Start of Selected passage

Although Aire is most highly expressed in the thymus, peripheral Aire expression in the lymph node and spleen also promotes clonal deletion of autoreactive T cells (30). We sought to determine whether central (thymic) Aire expression was sufficient to limit the immune response toward melanoma. To isolate Aire deficiency to the thymus, we transplanted thymic stroma from B6.AireGW/+ mice or wildtype littermates into athymic nude (Foxn1−/−; B6.Nude) mice. The reconstituted mice have wildtype Aire expression in the periphery, but are either Aire-deficient or Aire-wildtype in the thymus (Fig 3a). Thymic engraftment and immune reconstitution was determined by monitoring for the presence of CD3+, CD4+ and CD8+ T cells in the peripheral blood 8 weeks post transplantation. No significant difference in CD4+ and CD8+ T cell reconstitution was found between recipients of B6.AireGW/+ or B6.Aire+/+ thymi (Supp. Fig 4).
After confirming immune reconstitution in transplanted mice, we inoculated B16 melanoma cells and monitored tumor growth (Fig 3a). Between Days 9 and 19 post inoculation, melanoma growth was significantly decreased in mice reconstituted with Aire-deficient thymi compared to wildtype thymi (Fig 3b). This decreased growth was associated with increased numbers of CD3+ tumor infiltrating lymphocytes per area of tumor (mm2) (Fig 3c and 3d). Additionally, an increased frequency of IL-2 and IFNγ-secreting CD4+ and CD8+ tumor infiltrating lymphocytes were seen in mice reconstituted with Aire-deficient thymi (Fig 3e and 3f). An increased frequency of IL-2 and IFNγ-secreting CD4+ and CD8+ splenocytes was also observed in mice reconstituted with Aire-deficient thymi (Fig 3g and 3h). An enhanced anti- tumor immune response therefore tracks with Aire-deficient thymic stroma.

End of Selected passage

**What this exercise asks**
(1) Copy word for word the stretch of the passage on thymic Aire deficiency and melanoma from "After confirming immune" through "Aire-deficient thymic stroma.".
(2) Write the next part of the passage on thymic Aire deficiency and melanoma, starting after its final sentence.

Start of The data

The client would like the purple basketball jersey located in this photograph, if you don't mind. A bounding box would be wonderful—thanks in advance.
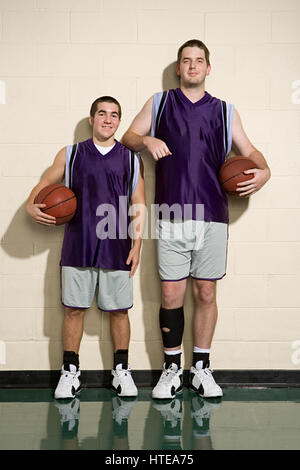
[155,88,230,223]
[61,139,131,271]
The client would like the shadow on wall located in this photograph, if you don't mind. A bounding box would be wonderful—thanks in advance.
[140,62,249,370]
[1,123,96,370]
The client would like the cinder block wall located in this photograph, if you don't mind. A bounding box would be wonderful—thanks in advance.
[0,0,300,370]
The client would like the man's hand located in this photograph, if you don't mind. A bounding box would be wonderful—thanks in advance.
[236,168,270,197]
[26,203,56,226]
[143,136,172,160]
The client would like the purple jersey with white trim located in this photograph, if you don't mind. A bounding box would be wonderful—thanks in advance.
[155,88,230,223]
[60,139,131,271]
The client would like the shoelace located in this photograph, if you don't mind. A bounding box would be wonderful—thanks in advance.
[160,368,176,383]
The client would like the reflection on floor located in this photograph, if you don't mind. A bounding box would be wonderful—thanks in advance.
[0,388,300,450]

End of The data

**Exercise answers**
(1)
After confirming immune reconstitution in transplanted mice, we inoculated B16 melanoma cells and monitored tumor growth (Fig 3a). Between Days 9 and 19 post inoculation, melanoma growth was significantly decreased in mice reconstituted with Aire-deficient thymi compared to wildtype thymi (Fig 3b). This decreased growth was associated with increased numbers of CD3+ tumor infiltrating lymphocytes per area of tumor (mm2) (Fig 3c and 3d). Additionally, an increased frequency of IL-2 and IFNγ-secreting CD4+ and CD8+ tumor infiltrating lymphocytes were seen in mice reconstituted with Aire-deficient thymi (Fig 3e and 3f). An increased frequency of IL-2 and IFNγ-secreting CD4+ and CD8+ splenocytes was also observed in mice reconstituted with Aire-deficient thymi (Fig 3g and 3h). An enhanced anti- tumor immune response therefore tracks with Aire-deficient thymic stroma.

(2)
To define the mechanism by which thymic Aire limits the immune response against melanoma, we sought to determine which antigens targeted in both vitiligo and melanoma might be Aire-regulated in the thymus. mTECs from B6.AireGW/+ mice and B6.Aire+/+ mice were isolated and relative expression levels of three shared vitiligo/melanoma antigens (TRP-1, tyrosinase, and gp100) were determined by real time RT-PCR. While expression of gp100 was independent of Aire, expression of TRP-1 and tyrosinase was significantly decreased in B6.AireGW/+ thymi (Fig 4a). Thus, Aire-mediated thymic expression of either TRP-1 or tyrosinase could potentially mediate T cell tolerance toward melanoma.
We chose to focus on Aire-mediated thymic expression of TRP-1 rather than tyrosinase, because thymic tyrosinase expression has previously been shown to have no effect on the immune response against melanoma (21). Importantly, TRP-1 is expressed in B16 melanoma cells (31), and is therefore a potential antigenic target in immune rejection of B16 melanoma cells. Furthermore, both B6.Aire−/− and B6.AireGW/+ mice have increased serum autoantibodies against TRP-1, suggesting a break in self-tolerance toward this antigen in Aire-deficient mice (Fig 4b).
We utilized an MHC class II-restricted TRP-1 specific T cell receptor (TCR) transgenic mouse model (TRP-1 TCR Tg) to track TRP-1 specific T cells within the thymus (31). The TRP-1 TCR Tg mouse line is derived from a CD4+ T cell cloned from a TRP-1-deficient mouse (Tyrp1B–w) immunized with TRP-1 protein. TRP-1 TCR Tg mice were crossed onto a recombinase activating gene (RAG) deficient (RAG−/−) background to prevent endogenous TCR rearrangement. Adoptive transfer of naïve TRP-1 TCR Tg RAG−/− cells are capable of eradicating established B16 melanoma tumors in a lymphopenic host (32). Thus, these TRP-1 specific CD4+ T cells are directly relevant in the immune response against B16 melanoma.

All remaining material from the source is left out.